** Exercises to complete **
a – Answer these questions from the Everest passage, one per line:
(i) What name is given to the area above the 8,000-meter line?
(ii) What does the abbreviation HAPE stand for?
(iii) What does the writer rank as the second most terrifying death?
b – Please reproduce the Everest passage from "Most deaths on Everest" up to and including "most physically drained.".

** Passage **
========================================

Most deaths on Everest take place above that 8,000-meter line in an area known as the “Death Zone,” where the air is so thin the brain and body become starved of oxygen, leading to exhaustion and poor decision-making. An even more terrifying statistic is that most deaths on Mt. Everest occur on the descent, when climbers are high on the success of summiting but are at their most physically drained.
In my opinion, the most terrifying variety of death one can experience climbing these towering peaks is High-Altitude Pulmonary Edema, or HAPE. HAPE occurs when fluid collects in the lungs. If not treated properly and quickly, you could die from what is essentially drowning, thousands of meters above sea level. Imagine that, drowning on the tallest mountain in the world! The second most terrifying death on my list is when a building-sized column of glacial ice falls without warning and crushes you. Also up there is becoming so disoriented you unhook yourself from your guidelines and walk off the mountain. Lots of horrible ways to die!

========================================

** Excerpted records **

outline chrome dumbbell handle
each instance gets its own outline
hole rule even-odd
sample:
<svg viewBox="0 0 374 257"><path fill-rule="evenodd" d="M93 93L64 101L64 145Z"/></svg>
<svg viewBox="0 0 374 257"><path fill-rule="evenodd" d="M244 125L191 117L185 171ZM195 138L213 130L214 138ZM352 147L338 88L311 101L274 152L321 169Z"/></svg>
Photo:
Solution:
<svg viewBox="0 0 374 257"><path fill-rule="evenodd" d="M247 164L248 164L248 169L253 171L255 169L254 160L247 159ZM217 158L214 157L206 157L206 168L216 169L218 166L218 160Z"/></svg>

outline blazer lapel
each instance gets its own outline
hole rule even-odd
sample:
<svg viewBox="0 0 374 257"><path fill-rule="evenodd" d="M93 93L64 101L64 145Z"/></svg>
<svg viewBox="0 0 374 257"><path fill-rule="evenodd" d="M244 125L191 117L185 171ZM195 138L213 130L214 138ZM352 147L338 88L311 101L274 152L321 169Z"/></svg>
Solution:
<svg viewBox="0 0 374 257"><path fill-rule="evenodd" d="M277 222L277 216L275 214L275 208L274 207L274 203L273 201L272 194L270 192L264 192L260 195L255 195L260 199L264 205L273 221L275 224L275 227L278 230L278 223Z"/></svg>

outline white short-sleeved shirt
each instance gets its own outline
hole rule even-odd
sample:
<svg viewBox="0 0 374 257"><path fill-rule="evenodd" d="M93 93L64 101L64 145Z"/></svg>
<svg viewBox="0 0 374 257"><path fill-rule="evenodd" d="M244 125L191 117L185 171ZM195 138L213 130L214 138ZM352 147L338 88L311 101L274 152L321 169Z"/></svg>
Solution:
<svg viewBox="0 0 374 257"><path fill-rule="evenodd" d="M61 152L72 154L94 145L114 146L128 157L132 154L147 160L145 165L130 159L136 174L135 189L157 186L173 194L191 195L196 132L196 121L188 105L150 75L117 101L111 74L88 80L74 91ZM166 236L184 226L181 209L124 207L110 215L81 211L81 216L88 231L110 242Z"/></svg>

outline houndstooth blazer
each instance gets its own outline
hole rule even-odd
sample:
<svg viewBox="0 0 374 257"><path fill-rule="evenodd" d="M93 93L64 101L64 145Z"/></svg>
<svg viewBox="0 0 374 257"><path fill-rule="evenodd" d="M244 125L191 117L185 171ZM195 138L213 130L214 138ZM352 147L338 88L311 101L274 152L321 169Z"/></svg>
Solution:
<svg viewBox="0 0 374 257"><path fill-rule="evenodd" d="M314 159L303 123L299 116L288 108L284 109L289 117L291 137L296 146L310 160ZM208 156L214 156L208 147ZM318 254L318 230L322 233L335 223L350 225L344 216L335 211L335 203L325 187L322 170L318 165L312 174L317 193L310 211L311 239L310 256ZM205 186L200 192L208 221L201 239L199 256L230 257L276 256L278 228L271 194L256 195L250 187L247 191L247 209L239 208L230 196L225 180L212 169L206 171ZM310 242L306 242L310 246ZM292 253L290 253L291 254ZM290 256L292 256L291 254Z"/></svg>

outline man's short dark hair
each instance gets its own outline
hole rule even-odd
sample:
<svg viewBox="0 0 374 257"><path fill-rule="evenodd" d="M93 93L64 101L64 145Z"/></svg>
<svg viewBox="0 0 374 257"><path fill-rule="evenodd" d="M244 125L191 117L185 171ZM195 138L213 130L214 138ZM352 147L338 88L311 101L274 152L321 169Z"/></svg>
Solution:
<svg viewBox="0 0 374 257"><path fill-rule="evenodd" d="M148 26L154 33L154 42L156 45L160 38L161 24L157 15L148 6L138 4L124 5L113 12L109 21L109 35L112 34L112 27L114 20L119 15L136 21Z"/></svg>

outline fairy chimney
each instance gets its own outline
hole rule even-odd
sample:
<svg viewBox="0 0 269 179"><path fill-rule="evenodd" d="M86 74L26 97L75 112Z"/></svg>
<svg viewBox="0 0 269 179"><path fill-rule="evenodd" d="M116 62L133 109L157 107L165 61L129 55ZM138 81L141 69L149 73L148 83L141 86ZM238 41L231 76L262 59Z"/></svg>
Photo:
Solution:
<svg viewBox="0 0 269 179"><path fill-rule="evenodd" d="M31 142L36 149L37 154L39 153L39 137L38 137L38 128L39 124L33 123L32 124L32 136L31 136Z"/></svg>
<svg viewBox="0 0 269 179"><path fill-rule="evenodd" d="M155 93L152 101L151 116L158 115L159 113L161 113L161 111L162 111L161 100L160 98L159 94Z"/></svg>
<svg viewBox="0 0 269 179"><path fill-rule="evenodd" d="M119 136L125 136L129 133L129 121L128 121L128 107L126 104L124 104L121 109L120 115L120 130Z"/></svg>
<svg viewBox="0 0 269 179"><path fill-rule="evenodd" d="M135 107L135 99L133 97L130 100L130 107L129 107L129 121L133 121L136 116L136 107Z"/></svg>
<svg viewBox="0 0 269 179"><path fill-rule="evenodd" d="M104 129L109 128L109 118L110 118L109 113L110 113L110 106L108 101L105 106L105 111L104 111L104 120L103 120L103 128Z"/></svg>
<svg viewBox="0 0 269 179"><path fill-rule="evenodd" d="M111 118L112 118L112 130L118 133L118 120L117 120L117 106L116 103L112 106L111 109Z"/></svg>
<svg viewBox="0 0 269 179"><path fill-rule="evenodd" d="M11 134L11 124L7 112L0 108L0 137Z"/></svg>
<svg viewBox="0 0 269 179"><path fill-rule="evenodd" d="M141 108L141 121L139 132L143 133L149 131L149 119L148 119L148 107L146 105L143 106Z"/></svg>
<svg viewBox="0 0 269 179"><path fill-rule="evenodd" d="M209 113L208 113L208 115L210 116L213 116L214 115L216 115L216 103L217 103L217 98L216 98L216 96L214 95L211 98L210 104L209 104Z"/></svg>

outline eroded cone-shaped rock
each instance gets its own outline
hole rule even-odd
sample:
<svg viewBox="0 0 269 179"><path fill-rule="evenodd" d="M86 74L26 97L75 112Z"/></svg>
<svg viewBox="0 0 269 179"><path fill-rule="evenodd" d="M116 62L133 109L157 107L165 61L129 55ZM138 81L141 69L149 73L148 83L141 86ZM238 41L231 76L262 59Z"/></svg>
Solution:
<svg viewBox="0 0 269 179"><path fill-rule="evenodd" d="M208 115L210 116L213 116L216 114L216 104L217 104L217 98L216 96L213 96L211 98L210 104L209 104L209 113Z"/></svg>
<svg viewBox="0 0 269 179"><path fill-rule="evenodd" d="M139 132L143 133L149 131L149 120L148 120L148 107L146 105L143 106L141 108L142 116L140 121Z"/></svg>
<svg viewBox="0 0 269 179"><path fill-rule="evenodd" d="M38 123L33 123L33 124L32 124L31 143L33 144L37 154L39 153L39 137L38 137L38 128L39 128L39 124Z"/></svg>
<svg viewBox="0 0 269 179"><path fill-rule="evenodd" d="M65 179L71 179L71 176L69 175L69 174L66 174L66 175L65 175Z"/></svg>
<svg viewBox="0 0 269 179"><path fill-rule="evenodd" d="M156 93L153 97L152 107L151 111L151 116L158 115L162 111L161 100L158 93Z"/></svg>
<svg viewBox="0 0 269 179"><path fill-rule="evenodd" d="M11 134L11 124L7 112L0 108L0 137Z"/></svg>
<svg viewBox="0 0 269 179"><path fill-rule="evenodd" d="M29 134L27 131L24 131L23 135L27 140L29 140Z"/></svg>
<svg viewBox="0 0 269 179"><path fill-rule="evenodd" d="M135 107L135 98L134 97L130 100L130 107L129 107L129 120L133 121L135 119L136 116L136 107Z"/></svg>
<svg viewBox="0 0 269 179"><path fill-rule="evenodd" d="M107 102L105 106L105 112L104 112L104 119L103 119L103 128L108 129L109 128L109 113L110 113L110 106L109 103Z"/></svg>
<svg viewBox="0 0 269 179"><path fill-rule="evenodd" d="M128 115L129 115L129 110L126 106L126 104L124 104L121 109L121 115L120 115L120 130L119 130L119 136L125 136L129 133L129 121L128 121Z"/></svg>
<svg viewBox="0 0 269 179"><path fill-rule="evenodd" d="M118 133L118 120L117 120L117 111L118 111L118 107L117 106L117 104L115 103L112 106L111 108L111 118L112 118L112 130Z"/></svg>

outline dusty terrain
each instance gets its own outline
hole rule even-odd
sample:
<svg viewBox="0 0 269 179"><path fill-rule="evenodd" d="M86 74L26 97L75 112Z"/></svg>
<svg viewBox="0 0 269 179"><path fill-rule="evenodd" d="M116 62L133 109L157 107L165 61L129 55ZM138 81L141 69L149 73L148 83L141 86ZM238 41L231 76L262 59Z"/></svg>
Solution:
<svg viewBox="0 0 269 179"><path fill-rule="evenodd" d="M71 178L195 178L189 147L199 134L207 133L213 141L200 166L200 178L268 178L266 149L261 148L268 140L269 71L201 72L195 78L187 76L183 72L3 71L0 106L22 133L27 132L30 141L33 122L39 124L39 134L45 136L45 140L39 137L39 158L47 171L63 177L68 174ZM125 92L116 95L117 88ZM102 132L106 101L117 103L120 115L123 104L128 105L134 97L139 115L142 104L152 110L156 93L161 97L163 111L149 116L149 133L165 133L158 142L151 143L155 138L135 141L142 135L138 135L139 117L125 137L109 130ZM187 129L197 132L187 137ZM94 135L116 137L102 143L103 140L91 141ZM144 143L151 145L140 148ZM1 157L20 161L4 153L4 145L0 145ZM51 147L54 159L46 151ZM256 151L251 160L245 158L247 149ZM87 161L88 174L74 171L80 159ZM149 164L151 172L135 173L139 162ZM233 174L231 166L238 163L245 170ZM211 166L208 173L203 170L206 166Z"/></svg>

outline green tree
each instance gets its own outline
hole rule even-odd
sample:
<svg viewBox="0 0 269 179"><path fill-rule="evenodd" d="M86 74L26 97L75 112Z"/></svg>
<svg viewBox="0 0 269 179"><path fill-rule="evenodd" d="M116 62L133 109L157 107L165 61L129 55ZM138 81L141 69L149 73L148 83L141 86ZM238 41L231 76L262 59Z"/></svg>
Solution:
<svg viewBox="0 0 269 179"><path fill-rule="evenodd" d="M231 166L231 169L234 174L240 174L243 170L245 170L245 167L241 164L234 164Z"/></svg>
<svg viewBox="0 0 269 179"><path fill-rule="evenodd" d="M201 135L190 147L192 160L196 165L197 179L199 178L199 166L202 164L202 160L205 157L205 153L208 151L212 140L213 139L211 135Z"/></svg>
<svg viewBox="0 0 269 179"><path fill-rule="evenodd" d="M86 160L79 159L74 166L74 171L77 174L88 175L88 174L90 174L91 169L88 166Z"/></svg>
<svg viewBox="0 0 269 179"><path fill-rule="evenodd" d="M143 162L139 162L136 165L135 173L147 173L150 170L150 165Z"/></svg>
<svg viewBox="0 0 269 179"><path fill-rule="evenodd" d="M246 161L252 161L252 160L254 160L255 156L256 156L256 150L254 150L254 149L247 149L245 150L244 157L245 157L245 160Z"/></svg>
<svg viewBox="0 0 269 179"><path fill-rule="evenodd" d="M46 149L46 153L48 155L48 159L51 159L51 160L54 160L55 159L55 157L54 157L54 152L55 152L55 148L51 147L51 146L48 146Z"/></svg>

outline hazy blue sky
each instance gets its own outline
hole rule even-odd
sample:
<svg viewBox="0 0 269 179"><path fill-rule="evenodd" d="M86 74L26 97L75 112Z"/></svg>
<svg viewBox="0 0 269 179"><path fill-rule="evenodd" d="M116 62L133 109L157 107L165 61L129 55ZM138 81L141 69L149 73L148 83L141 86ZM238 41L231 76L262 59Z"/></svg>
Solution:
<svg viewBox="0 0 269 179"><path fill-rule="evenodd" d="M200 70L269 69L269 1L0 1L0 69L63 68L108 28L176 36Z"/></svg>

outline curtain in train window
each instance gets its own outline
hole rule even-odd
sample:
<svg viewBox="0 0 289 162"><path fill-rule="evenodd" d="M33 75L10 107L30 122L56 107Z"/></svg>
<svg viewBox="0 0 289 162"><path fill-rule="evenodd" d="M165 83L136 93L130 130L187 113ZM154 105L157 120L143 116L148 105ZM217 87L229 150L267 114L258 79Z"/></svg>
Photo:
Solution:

========================================

** Answers to the exercise **
a –
(i) The "Death Zone."
(ii) High-Altitude Pulmonary Edema.
(iii) A building-sized column of glacial ice falling without warning and crushing you.

b –
Most deaths on Everest take place above that 8,000-meter line in an area known as the “Death Zone,” where the air is so thin the brain and body become starved of oxygen, leading to exhaustion and poor decision-making. An even more terrifying statistic is that most deaths on Mt. Everest occur on the descent, when climbers are high on the success of summiting but are at their most physically drained.